▶ _Requirement_: Return the lines below exactly as they appear, please, starting with the first and ending with the one that contains "pixel 103 398".

▶ _Records contained in a dataset_:

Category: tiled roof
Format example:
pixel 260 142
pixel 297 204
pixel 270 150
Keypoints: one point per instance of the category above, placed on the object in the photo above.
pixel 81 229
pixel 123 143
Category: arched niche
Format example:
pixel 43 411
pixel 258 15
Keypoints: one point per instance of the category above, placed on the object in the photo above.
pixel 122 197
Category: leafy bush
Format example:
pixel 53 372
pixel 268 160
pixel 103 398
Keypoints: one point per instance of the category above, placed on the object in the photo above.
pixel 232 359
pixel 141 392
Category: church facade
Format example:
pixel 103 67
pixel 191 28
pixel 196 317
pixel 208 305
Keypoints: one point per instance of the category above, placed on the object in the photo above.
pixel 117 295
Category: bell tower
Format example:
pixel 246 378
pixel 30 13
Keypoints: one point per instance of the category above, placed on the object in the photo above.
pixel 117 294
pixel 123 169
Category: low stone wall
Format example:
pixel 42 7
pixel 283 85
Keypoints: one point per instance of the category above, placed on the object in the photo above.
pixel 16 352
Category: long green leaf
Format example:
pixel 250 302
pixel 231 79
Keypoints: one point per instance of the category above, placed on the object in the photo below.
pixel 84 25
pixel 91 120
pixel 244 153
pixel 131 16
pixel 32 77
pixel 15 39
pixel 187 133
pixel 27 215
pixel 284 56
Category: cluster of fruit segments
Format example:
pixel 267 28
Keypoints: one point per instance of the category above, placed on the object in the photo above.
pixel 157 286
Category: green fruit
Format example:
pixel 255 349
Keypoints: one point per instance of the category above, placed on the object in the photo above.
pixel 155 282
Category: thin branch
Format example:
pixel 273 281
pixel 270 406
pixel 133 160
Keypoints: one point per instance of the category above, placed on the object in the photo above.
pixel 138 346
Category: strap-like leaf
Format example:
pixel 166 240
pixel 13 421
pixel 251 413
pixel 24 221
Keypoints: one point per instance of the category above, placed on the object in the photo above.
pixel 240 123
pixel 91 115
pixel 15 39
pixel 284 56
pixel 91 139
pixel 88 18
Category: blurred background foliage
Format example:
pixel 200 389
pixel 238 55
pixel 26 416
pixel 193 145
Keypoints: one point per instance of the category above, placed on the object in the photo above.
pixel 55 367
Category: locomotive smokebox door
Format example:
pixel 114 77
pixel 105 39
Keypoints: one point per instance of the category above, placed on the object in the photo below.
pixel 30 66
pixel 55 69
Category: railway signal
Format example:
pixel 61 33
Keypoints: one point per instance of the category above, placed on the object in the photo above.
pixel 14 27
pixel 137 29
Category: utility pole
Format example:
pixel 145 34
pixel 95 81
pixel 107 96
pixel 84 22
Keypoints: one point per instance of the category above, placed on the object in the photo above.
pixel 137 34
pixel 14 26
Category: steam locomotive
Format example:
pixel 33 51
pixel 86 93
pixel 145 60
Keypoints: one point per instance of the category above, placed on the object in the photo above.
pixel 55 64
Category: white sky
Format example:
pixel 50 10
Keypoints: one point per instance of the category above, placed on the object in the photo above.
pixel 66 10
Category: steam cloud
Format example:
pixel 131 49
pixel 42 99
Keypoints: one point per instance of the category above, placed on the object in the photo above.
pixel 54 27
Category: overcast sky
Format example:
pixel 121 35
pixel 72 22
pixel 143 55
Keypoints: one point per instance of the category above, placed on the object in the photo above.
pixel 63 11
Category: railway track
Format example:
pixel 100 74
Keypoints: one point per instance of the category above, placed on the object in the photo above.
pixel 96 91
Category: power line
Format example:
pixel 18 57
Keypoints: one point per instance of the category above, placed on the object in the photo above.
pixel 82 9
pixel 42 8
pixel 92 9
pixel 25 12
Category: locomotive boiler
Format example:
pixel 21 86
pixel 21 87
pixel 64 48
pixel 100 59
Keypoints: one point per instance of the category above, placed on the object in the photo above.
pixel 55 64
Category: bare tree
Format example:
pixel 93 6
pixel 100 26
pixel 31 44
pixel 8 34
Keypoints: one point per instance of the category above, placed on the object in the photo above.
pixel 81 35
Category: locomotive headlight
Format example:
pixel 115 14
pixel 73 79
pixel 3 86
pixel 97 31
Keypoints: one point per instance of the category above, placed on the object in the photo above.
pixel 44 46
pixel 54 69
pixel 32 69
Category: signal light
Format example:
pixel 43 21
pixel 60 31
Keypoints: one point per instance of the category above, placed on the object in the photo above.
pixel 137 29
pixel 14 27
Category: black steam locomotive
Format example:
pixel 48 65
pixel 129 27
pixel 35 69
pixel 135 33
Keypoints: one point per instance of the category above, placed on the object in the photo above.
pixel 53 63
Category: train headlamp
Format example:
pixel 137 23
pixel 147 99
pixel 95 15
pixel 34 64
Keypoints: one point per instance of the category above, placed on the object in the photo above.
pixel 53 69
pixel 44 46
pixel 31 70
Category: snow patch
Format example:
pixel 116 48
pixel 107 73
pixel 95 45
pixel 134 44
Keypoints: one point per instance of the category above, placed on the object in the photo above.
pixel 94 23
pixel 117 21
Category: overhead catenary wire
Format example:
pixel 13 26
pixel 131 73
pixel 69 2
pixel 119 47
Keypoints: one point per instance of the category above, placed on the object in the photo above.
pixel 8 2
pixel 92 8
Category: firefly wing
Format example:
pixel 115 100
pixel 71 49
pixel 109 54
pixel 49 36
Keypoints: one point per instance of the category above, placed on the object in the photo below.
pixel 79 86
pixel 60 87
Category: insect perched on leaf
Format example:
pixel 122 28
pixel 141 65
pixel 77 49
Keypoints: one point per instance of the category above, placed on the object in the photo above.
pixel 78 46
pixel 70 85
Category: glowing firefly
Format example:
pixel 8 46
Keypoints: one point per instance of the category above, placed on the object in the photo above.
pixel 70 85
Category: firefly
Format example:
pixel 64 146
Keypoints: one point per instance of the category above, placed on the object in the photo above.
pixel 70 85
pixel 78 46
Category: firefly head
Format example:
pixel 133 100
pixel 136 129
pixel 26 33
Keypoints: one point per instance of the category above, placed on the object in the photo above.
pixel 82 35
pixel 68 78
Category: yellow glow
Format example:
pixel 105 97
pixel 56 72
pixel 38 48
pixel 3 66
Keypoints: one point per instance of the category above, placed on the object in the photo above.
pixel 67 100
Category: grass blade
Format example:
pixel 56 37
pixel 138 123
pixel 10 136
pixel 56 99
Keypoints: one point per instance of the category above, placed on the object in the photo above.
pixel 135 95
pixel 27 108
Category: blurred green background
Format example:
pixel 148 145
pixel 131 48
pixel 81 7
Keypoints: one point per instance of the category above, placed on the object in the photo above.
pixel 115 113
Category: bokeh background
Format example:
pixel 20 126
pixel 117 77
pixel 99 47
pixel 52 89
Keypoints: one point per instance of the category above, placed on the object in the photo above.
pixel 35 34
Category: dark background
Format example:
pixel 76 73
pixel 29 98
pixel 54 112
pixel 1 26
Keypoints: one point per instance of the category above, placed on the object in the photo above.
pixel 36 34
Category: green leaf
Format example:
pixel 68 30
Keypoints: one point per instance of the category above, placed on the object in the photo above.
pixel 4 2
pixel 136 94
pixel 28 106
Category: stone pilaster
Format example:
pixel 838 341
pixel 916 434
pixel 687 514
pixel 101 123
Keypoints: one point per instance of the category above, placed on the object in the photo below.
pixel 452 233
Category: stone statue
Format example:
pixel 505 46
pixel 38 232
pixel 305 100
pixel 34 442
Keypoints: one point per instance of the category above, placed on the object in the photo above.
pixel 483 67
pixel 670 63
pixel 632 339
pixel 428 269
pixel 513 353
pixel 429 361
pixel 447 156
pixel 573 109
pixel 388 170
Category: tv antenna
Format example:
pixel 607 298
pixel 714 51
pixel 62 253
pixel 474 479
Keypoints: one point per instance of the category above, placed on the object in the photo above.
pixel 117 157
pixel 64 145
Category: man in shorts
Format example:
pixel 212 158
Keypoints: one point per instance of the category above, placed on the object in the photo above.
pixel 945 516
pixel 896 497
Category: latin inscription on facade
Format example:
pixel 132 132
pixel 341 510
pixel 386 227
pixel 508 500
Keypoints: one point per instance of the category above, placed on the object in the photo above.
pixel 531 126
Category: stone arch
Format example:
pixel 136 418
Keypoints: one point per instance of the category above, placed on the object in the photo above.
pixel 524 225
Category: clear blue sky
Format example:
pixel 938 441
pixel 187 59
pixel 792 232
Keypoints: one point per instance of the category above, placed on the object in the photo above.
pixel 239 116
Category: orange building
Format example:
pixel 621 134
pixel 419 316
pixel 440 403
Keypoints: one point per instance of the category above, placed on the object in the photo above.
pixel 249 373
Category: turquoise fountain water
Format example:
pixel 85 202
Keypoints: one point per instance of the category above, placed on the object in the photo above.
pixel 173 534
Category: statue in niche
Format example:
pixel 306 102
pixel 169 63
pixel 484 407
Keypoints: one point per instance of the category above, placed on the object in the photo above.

▶ _Result for this task_:
Category: tiled roof
Format example:
pixel 260 142
pixel 297 204
pixel 270 150
Keypoints: one point per instance of the category above, placed on the object in the photo above.
pixel 81 229
pixel 123 143
Category: arched niche
Format example:
pixel 43 411
pixel 258 15
Keypoints: one point per instance of the category above, placed on the object in the photo above.
pixel 122 197
Category: leafy bush
Format example:
pixel 53 372
pixel 268 160
pixel 103 398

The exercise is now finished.